*TEXTAUSZUG:*
● ● ● ● ● ● ●

1140/J XXIV. GP

Eingelangt am 04.03.2009
Dieser Text wurde elektronisch übermittelt. Abweichungen vom Original sind möglich.

ANFRAGE

 

 

der Abgeordneten Neubauer, Ing. Hofer, Mag. Haider, Kitzmüller

und weiterer Abgeordnete

 

an den Bundesminister für europäische und internationale Angelegenheiten

betreffend ergänzende Fragen im Zuge der Anfragebeantwortung 511/AB betreffend Nichtdurchführung eines ordentlichen UVP-Verfahrens im Zuge der Erweiterung des AKW-Temelin

 

 

Ergänzend zur schriftlichen parlamentarischen Anfrage betreffend Nichtdurchführung eines ordentlichen UVP-Verfahrens im Zuge der Erweiterung des AKW-Temelin vom 22. Dezember 2008 wird folgender Sachverhalt nochmals in Erinnerung gerufen.

Trotz der unzähligen Störfälle und der massiven Sicherheitsbedenken ist der Energiekonzern ČEZ dabei, das AKW Temelin auszubauen und um die geplanten Blöcke 3 und 4 zu erweitern. Die Fertigstellung der Blöcke 3 und 4 könnte bis zu 130 Milliarden Kronen, d.h. umgerechnet rund 5,53 Milliarden (!) Euro, kosten; Baubeginn soll 2013 sein.

● ● ● ● ● ● ●

*ARBEITSAUFTRÄGE:*
- a) Prüfe, ob die folgenden Aussagen mit der Anfrage zu Temelin übereinstimmen, und antworte jeweils mit Ja oder Nein sowie den entscheidenden Worten der Anfrage als wörtlichem Zitat. (i) Die Anfrage richtet sich an den Bundesminister für europäische und internationale Angelegenheiten. (ii) Der Baubeginn der Blöcke 3 und 4 ist für 2009 vorgesehen. (iii) Die Fertigstellung der Blöcke 3 und 4 könnte bis zu 130 Milliarden Euro kosten.
- b) Gib einen Abschnitt der Anfrage zu Temelin wortgetreu wieder. Setze bei den Worten „und weiterer Abgeordnete“ ein und ende nach den Worten „in Erinnerung gerufen.“.
Das Material wird zur Bearbeitung nicht benötigt.

*QUELLENAUSZUG:*
● ● ● ● ● ● ●

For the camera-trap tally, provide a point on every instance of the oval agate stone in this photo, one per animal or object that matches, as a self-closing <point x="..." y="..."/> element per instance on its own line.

● ● ● ● ● ● ●

*ANTWORTEN JE AUFGABE:*
- a)
(i) Ja: „an den Bundesminister für europäische und internationale Angelegenheiten“
(ii) Nein: „Baubeginn soll 2013 sein“
(iii) Nein: „bis zu 130 Milliarden Kronen“

- b)
und weiterer Abgeordnete

 

an den Bundesminister für europäische und internationale Angelegenheiten

betreffend ergänzende Fragen im Zuge der Anfragebeantwortung 511/AB betreffend Nichtdurchführung eines ordentlichen UVP-Verfahrens im Zuge der Erweiterung des AKW-Temelin

 

 

Ergänzend zur schriftlichen parlamentarischen Anfrage betreffend Nichtdurchführung eines ordentlichen UVP-Verfahrens im Zuge der Erweiterung des AKW-Temelin vom 22. Dezember 2008 wird folgender Sachverhalt nochmals in Erinnerung gerufen.